Directions for this task: Extract every line in the entries below that contains the word "white", and reproduce each such line in full.

[Collected data entries]
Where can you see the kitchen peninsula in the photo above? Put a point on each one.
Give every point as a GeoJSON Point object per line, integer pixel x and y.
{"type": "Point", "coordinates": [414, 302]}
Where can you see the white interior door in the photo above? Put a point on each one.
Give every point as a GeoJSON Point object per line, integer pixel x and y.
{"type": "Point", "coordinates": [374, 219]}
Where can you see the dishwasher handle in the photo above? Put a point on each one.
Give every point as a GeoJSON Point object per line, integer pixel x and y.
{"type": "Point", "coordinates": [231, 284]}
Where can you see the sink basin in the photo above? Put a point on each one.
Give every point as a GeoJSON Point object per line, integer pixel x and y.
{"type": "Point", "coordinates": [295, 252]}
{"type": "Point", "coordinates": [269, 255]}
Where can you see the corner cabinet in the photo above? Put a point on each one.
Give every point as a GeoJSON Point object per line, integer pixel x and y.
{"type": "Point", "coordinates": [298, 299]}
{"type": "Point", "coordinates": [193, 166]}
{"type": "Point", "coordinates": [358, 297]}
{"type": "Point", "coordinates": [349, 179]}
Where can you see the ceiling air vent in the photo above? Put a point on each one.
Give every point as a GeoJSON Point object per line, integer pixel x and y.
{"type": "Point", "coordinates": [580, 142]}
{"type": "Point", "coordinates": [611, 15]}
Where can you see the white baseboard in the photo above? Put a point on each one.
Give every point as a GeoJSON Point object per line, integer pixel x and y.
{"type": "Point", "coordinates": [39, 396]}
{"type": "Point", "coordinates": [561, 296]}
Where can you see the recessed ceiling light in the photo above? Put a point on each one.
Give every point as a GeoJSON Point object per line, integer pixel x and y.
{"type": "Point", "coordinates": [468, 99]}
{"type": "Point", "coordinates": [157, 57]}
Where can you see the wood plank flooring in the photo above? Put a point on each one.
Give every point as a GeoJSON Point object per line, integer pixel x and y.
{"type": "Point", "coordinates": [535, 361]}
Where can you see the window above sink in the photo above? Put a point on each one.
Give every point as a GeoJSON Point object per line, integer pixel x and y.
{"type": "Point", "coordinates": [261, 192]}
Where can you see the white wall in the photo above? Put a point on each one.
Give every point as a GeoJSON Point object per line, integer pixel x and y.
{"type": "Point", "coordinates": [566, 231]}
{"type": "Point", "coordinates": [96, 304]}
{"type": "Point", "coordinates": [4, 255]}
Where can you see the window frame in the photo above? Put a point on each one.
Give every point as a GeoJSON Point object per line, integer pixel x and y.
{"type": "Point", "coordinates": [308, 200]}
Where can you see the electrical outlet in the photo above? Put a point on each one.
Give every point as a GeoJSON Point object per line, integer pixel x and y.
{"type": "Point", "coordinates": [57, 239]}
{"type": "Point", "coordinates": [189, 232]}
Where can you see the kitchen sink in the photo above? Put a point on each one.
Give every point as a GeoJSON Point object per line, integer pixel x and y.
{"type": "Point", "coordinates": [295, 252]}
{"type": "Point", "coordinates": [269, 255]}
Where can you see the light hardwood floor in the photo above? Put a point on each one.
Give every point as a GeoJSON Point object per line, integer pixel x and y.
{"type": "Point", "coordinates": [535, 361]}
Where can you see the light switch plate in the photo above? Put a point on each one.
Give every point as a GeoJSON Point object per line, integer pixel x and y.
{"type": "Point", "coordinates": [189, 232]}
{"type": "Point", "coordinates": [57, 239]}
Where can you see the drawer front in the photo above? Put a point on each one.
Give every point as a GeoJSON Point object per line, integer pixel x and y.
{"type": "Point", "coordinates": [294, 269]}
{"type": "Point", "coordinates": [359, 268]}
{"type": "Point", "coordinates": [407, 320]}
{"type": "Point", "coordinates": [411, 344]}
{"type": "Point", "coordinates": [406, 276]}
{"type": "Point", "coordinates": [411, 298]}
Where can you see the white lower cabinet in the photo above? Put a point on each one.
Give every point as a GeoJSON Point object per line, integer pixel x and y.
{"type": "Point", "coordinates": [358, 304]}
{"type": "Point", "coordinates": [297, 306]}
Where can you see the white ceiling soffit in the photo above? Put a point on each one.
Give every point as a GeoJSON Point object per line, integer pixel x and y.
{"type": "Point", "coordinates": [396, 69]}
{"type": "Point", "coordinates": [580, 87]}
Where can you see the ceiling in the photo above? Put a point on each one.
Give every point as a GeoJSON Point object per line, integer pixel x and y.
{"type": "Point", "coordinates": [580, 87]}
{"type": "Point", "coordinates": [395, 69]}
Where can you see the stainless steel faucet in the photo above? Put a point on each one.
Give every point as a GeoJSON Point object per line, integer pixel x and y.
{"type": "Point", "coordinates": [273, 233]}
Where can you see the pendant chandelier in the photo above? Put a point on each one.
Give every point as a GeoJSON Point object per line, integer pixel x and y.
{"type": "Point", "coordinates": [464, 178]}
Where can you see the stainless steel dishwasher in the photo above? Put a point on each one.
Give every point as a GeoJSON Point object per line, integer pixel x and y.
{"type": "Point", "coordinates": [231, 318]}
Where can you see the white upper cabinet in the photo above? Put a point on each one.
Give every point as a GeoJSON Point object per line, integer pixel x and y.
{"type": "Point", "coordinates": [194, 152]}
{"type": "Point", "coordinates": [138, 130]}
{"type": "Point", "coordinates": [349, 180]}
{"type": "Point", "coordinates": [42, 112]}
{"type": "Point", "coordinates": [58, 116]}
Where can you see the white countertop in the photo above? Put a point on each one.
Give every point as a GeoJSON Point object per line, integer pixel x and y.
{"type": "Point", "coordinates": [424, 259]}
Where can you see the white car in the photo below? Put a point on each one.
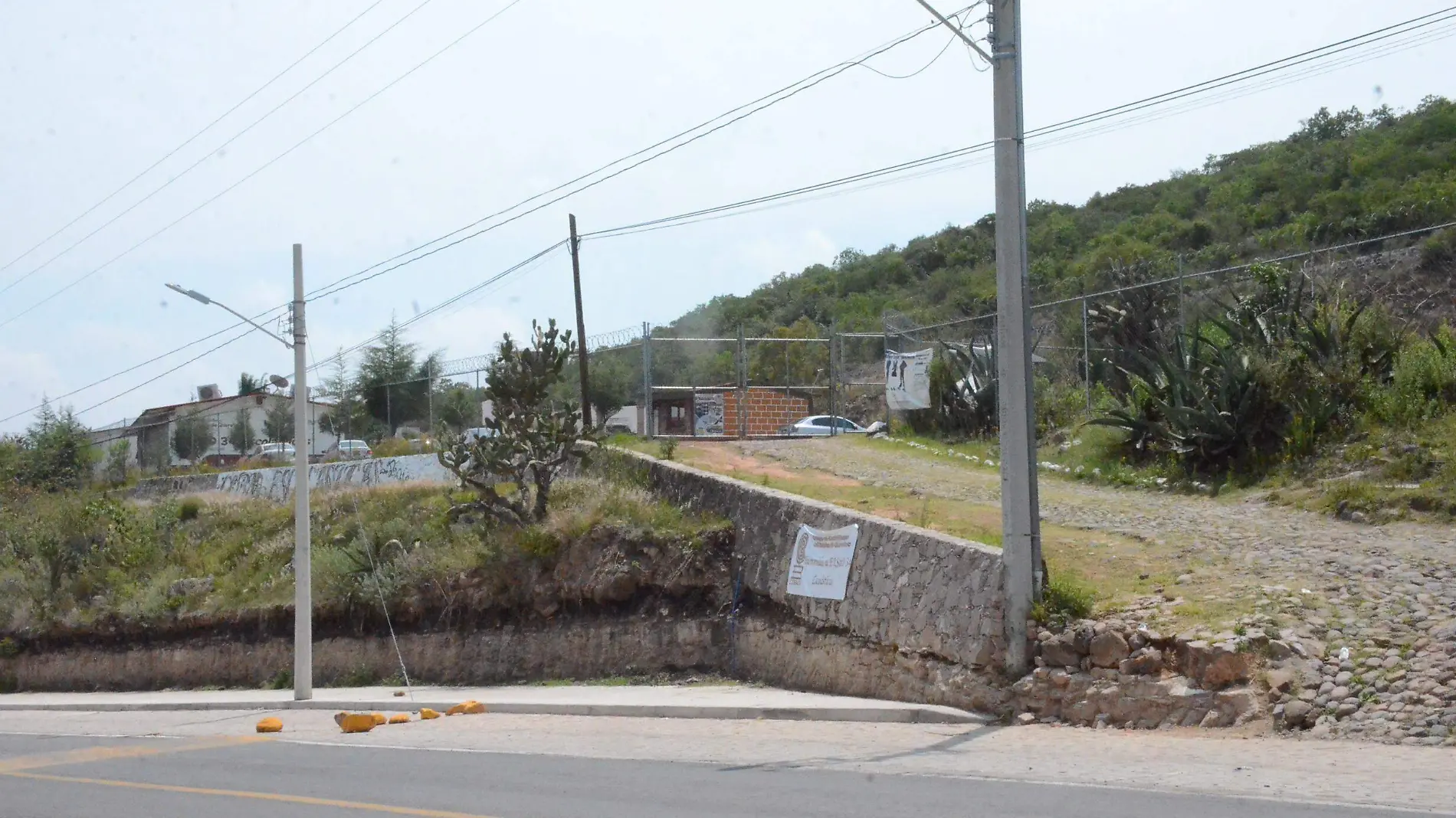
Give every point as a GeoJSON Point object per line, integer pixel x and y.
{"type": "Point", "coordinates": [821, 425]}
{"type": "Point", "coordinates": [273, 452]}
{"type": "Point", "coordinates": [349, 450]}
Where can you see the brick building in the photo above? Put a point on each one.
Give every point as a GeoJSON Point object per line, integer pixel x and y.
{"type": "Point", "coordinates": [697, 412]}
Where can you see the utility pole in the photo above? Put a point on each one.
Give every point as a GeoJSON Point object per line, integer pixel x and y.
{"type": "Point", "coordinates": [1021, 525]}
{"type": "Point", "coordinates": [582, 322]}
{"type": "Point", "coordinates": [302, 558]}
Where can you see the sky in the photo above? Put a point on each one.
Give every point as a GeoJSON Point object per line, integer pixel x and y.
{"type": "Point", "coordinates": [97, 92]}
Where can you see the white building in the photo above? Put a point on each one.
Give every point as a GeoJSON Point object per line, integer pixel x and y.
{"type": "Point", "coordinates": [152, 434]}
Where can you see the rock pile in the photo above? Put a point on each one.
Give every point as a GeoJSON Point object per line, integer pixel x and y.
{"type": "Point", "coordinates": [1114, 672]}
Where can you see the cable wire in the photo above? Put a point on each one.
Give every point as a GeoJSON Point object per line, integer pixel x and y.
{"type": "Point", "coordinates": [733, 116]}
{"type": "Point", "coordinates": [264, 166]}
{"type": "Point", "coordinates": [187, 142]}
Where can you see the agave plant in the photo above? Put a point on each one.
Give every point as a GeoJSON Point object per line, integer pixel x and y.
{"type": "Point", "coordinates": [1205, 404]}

---

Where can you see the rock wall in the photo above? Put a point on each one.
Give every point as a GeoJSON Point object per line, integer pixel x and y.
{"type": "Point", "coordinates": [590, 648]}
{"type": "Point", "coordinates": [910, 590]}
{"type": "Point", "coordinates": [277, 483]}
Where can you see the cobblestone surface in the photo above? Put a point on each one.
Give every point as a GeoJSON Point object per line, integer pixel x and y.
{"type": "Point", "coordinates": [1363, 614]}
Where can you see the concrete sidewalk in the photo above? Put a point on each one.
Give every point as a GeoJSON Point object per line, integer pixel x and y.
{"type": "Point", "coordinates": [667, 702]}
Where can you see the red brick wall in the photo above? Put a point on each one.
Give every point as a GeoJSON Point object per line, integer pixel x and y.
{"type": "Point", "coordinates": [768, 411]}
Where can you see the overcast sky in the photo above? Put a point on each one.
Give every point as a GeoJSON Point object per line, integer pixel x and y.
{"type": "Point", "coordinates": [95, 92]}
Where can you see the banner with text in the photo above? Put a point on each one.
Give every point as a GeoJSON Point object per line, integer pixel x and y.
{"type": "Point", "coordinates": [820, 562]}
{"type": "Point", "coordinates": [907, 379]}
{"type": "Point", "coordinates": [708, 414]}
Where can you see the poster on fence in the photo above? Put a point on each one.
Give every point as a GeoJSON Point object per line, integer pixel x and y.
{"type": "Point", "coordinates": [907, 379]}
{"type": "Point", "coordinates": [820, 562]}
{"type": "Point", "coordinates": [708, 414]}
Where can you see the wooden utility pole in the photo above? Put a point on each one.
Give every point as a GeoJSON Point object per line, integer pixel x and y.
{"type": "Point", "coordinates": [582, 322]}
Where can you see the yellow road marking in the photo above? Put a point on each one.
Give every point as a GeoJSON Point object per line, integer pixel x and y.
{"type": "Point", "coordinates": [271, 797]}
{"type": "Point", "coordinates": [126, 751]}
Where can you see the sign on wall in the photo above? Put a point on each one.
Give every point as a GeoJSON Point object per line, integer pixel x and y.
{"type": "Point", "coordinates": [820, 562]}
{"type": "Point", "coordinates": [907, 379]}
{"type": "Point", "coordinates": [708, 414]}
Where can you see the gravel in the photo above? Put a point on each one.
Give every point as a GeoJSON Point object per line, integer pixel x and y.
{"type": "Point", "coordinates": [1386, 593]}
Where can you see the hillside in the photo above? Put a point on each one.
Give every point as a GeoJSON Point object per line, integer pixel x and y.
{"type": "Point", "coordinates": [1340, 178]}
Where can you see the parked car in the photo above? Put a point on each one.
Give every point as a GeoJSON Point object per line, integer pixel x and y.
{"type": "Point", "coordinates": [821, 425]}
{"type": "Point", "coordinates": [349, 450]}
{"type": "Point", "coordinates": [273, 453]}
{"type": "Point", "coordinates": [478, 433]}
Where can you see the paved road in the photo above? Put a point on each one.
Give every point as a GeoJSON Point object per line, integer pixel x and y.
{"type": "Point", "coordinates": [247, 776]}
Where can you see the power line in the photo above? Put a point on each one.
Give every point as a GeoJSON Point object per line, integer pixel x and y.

Correct result:
Where can you see the white interior door in the photo above? Put a point on each one.
Where can you see the white baseboard in the photo above? Put a point on each one.
Where can you see the white wall in the photo above? Put a point on each one.
Where can you see the white lower cabinet in the photo above? Put a point on each one.
Where can you see the white ceiling soffit in the photo above? Put a point on each one.
Where can you see the white upper cabinet in the photo above? Put a point on each one.
Where can you see the white countertop in the photo above? Put a point on each one.
Where can you see the white car in the photo below? Put a point on each one.
Where can you see the white building in the photo above? Put a point on each one.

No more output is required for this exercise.